What this task involves: The reply should give back every entry exactly as written.

Records drawn from a dataset:
========================================

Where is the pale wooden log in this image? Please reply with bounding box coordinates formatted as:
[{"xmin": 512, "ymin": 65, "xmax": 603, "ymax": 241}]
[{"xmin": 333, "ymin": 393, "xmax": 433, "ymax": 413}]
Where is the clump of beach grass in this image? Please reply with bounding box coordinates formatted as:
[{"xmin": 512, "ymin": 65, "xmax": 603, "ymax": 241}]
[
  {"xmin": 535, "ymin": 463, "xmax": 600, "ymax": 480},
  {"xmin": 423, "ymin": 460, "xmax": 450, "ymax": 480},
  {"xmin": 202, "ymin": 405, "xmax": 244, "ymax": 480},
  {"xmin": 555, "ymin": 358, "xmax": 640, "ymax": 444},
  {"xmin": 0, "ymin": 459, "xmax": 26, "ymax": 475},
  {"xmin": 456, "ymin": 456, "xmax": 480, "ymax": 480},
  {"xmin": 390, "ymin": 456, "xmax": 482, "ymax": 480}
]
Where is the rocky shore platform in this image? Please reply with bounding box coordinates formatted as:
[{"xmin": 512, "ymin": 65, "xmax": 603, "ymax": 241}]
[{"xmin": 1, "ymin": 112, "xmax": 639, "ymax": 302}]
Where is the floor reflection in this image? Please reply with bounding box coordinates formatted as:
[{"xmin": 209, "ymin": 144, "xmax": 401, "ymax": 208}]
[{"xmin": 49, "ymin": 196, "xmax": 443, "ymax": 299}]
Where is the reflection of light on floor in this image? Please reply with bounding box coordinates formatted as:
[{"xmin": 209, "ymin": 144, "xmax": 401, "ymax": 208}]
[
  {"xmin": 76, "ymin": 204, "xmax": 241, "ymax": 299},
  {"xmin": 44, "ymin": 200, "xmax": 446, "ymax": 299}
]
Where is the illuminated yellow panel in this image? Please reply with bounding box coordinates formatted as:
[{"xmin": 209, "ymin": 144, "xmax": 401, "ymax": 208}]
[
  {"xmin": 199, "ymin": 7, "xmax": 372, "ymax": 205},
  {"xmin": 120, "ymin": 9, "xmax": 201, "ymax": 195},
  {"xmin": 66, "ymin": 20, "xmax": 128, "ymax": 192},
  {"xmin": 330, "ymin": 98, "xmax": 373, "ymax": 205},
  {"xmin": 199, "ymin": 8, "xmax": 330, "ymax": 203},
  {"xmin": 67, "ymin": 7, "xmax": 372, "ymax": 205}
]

========================================

Response to this exercise:
Where is the pale wooden log in this image? Please reply with bounding box coordinates formatted as:
[{"xmin": 512, "ymin": 65, "xmax": 603, "ymax": 241}]
[{"xmin": 333, "ymin": 393, "xmax": 433, "ymax": 413}]
Where is the clump of beach grass in this image? Please reply with bounding box coordinates formatted as:
[{"xmin": 512, "ymin": 65, "xmax": 603, "ymax": 241}]
[
  {"xmin": 535, "ymin": 463, "xmax": 600, "ymax": 480},
  {"xmin": 423, "ymin": 460, "xmax": 450, "ymax": 480},
  {"xmin": 202, "ymin": 405, "xmax": 244, "ymax": 480},
  {"xmin": 555, "ymin": 358, "xmax": 640, "ymax": 444},
  {"xmin": 0, "ymin": 459, "xmax": 26, "ymax": 475},
  {"xmin": 456, "ymin": 456, "xmax": 480, "ymax": 480},
  {"xmin": 390, "ymin": 456, "xmax": 482, "ymax": 480}
]
Where is the rocky shore platform in this image? Please reply with bounding box coordinates formatted as:
[{"xmin": 512, "ymin": 65, "xmax": 603, "ymax": 241}]
[{"xmin": 1, "ymin": 112, "xmax": 639, "ymax": 302}]
Where is the floor reflection in this image? Please reply with bounding box coordinates formatted as:
[{"xmin": 209, "ymin": 144, "xmax": 401, "ymax": 208}]
[{"xmin": 49, "ymin": 196, "xmax": 443, "ymax": 299}]
Where is the reflection of light on floor in this image? Please reply with bounding box coordinates formatted as:
[{"xmin": 209, "ymin": 144, "xmax": 401, "ymax": 208}]
[
  {"xmin": 76, "ymin": 204, "xmax": 241, "ymax": 299},
  {"xmin": 44, "ymin": 200, "xmax": 446, "ymax": 299}
]
Where is the illuminated yellow panel in this image? Please reply with bounding box coordinates formatted as:
[{"xmin": 209, "ymin": 144, "xmax": 401, "ymax": 208}]
[
  {"xmin": 199, "ymin": 7, "xmax": 372, "ymax": 205},
  {"xmin": 120, "ymin": 9, "xmax": 201, "ymax": 195},
  {"xmin": 66, "ymin": 20, "xmax": 128, "ymax": 192},
  {"xmin": 330, "ymin": 98, "xmax": 373, "ymax": 205},
  {"xmin": 199, "ymin": 8, "xmax": 330, "ymax": 203},
  {"xmin": 67, "ymin": 7, "xmax": 372, "ymax": 205}
]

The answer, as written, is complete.